___ 文書抜粋

まともな審議なしの悪法強行―国会愚弄する暴挙に抗議

 臨時国会におけるみなさんの大奮闘に心からの敬意を表します。(拍手)

 閉会にあたりまして、ごあいさつを申しあげます。

 まず述べたいのは、これほど国会を愚弄(ぐろう)する暴走が極まった国会はかつてなかったということであります。

 国会終盤に、安倍自公政権によって、外国人労働者の使い捨て労働をいっそうひどくする改定入管法、浜を企業の食い物にする改悪漁業法、民営化で安全・安心な水道事業を危険にさらす改悪水道法、日本農業を破壊する日欧EPA(経済連携協定)の採決が強行されました。改定入管法の審議時間は衆参でわずか30時間余りです。どの法案もまともな審議なしの強行でした。私はまず、みなさんとともに、安倍政権による国会を愚弄する暴挙に対して強く抗議したいと思います。(拍手)

安倍政権の「強さ」でなく「破綻」の表れ

 そのうえで、一連の法案強行について、二つの点を強調しておきたいと思います。

 第一は、これは安倍政権の「強さ」の表れでは決してないということであります。

 入管法改定案を衆院で強行したさいに、平沢勝栄法務委員会自民党筆頭理事は、「この問題は議論したら切りがない。いくらでも問題が出てくる」と言い放ちました。それを言ってはおしまいというセリフではないでしょうか。

 これまで自民党が強行採決を行うさいの決まり文句は「審議で論点は出尽くした、ですから採決をお願いします」というものでありました。ところが今度は、「いくらでも問題が出てくるからやってしまえ」という。ここまであからさまな議会制民主主義否定の態度は、私は初めてだと思います。今国会を象徴する暴言だったのではないでしょうか。

 国民に説明ができない。だから審議なしで強行する。これは「強さ」の表れでなく「破綻」の表れではないでしょうか。(「そうだ」の声、拍手)

「禁じ手」中の「禁じ手」の政策―「財界中心政治」の害悪極まる

 第二に、強行された三つの悪法に共通するものがあります。外国人労働者の受け入れ拡大、沿岸漁業への企業参入推進、水道事業の民間開放は、どれも経団連が主導して作成した「未来投資戦略」と「骨太の方針」に明記されていることだったということです。

______

課題 1: 国会閉会あいさつの文書抜粋のうち、「まず述べたいのは、これほど国」で始まり「議したいと思います。(拍手)」で終わる範囲を、「改定入管法」を「改正入管法」に差し替えて書き出してください。
課題 2: 国会閉会あいさつの文書抜粋によると、改定入管法の審議時間は衆参でどれだけでしたか。
課題 3: 国会閉会あいさつの文書抜粋について、最後の文の後に来る続きを書いてください。

___ 提供データ

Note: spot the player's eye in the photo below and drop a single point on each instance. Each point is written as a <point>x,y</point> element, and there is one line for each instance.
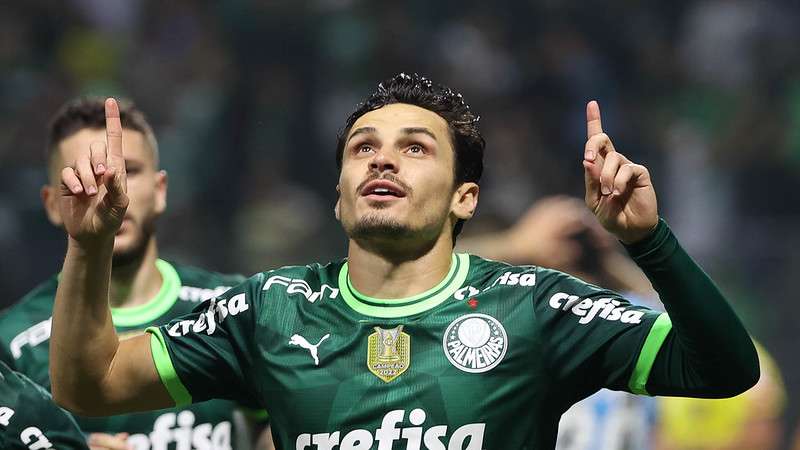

______

最終結果 1:
まず述べたいのは、これほど国会を愚弄(ぐろう)する暴走が極まった国会はかつてなかったということであります。

 国会終盤に、安倍自公政権によって、外国人労働者の使い捨て労働をいっそうひどくする改正入管法、浜を企業の食い物にする改悪漁業法、民営化で安全・安心な水道事業を危険にさらす改悪水道法、日本農業を破壊する日欧EPA(経済連携協定)の採決が強行されました。改正入管法の審議時間は衆参でわずか30時間余りです。どの法案もまともな審議なしの強行でした。私はまず、みなさんとともに、安倍政権による国会を愚弄する暴挙に対して強く抗議したいと思います。(拍手)

最終結果 2: 衆参でわずか30時間余りです。

最終結果 3:
 安倍政権は、これまでも「成長戦略」と称して、原発輸出、武器輸出、カジノ解禁など「禁じ手」の政策を進めてきましたが、ついに、外国人労働者、沿岸漁業、水道事業という、きちんとした公的規制がなければ成り立たない分野にまで規制緩和を押し付け、財界の食い物にする政策――いわば「禁じ手」中の「禁じ手」の政策にのめりこんでいます。「財界中心政治」の害悪、ここに極まれりと、私は言いたいと思います。

 みなさん、この決着は選挙でつけようじゃありませんか。統一地方選挙と参院選で、市民と野党の共闘を成功させ、日本共産党の躍進で、おごれる安倍政権に退場の審判を下そうではありませんか。(拍手)

沖縄問題で極まった「アメリカいいなり政治」―全国の連帯したたたかいの発展を

 安倍政権の暴走という点では、この間の沖縄に対して行っている強権政治も絶対に許すわけにいきません。

 沖縄では、県知事選挙で辺野古新基地建設ストップの圧倒的な民意が示されました。強権政治は沖縄には通用しないことが証明されました。しかし、安倍首相には「学習能力」がない。自分の誤りから学ぶということを知らない。

 知事選挙の直後にやったことは、行政不服審査法を悪用して、沖縄県が行った埋め立て承認撤回の執行停止を決定するという違法行為でした。政府は、無法に無法を重ねて、今月の14日にも埋め立てを開始しようとしています。沖縄県民の民意よりも、日本の法律よりも、アメリカへの忠誠を上に置く。「アメリカいいなり政治」の害悪、ここに極まれりではありませんか。

 しかし、この道にも展望はありません。仮に力ずくで埋め立てを開始したとしても、基地をつくることはできません。大浦湾側には超軟弱地盤が存在し、ここを埋め立てるには、大規模な設計変更が必要になり、知事の認可が必要になるからです。デニー知事が頑張り、沖縄県民が結束し、全国が連帯すれば、決して辺野古新基地はつくれない。ここに確信をもって、今年から来年にかけてさらに全国の連帯したたたかいを発展させようではありませんか。(拍手)

野党の国会共闘がさらに発展―入管法改定で事実を明らかにし土台を崩壊に追い込む

 この国会での大きな希望は、野党の国会共闘がさらに発展したことにあります。

 「野党合同ヒアリング」は、今年に入ってから、通常国会、閉会中審査、臨時国会であわせて155回に及びました。この国会では、辺野古新基地問題、消費税増税問題、入管法問題、漁業法問題など、さまざまな政策課題での「合同ヒアリング」も取り組まれ、それらを通じて、安倍政権に対する追及のポイントが野党間で共有され、政策的一致が広がったと思います。

 入管法問題では、「合同ヒアリング」で技能実習生の方々から実態をお聞きしたことが衝撃を与え、世論を変える大きな力となりました。政府が提出を拒んだ失踪実習生の聴取票を野党議員が力を合わせて閲覧し、書き写す、世に言う「写経共闘」が行われ、2870人の聴取票のすべてを野党共闘の力で明るみに出しました。そしてそのうちの67・1%、1927人が最低賃金以下の違法低賃金で働かされていた事実を明らかにしました。野党共闘の力で法案の土台を崩壊に追い込んだということを確認し、さらなるたたかいに臨みたいと思います。(拍手)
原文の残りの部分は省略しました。